──────── PASSAGE SHOWN

CBR10 Bingo: Home, Something, Home (Janet Evanovich is from my home state of New Jersey, where the action in this novel also takes place.)
I tend to be fairly generous in my reviews, with most of them falling in the 3- to 4-star range. Even if I don’t particularly care for a book, I appreciate that an individual has put herself out there and offered up something she created for the world to enjoy, and that deserves respect. Sometimes the process of writing a review calls my attention to elements that are worthwhile, which prevents me from being unnecessarily harsh. Nevertheless, I’m giving One for the Money a 1-star review because it pissed me off on multiple levels.
Let’s start with a plot summary. Stephanie Plum is a 30-year-old out-of-work lingerie buyer who, at her mother’s suggestion, hits up her cousin Vinnie the bail bondsman for a filing job. Okay, I need to pause already and reiterate that two of the first characters we meet are a lingerie buyer and a bail bondsman. All we need now is a mob boss and a construction worker to paint a complete portrait of New Jersey career opportunities. As if it isn’t bad enough that the image most people have of New Jersey is based on either The Sopranos or Jersey Shore, we have a heroine running around Trenton in spandex shorts and hoop earrings and going over to her parents’ house for dinner every night. With this level of character development, Stephanie could easily be a Simpsons character.
I’ll bet even Luigi has a more interesting backstory.

────────────────

• TASK PROMPT: Copy the stretch of the review from "CBR10 Bingo: Home, Something, Home" through "on multiple levels.", replacing "generous" with "lenient".

──────── DATA EXCERPT

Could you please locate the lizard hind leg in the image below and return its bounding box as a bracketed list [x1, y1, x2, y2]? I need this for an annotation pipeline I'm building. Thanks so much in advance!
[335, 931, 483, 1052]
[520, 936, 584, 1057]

────────────────

• THE COMPLETED TASK:
CBR10 Bingo: Home, Something, Home (Janet Evanovich is from my home state of New Jersey, where the action in this novel also takes place.)
I tend to be fairly lenient in my reviews, with most of them falling in the 3- to 4-star range. Even if I don’t particularly care for a book, I appreciate that an individual has put herself out there and offered up something she created for the world to enjoy, and that deserves respect. Sometimes the process of writing a review calls my attention to elements that are worthwhile, which prevents me from being unnecessarily harsh. Nevertheless, I’m giving One for the Money a 1-star review because it pissed me off on multiple levels.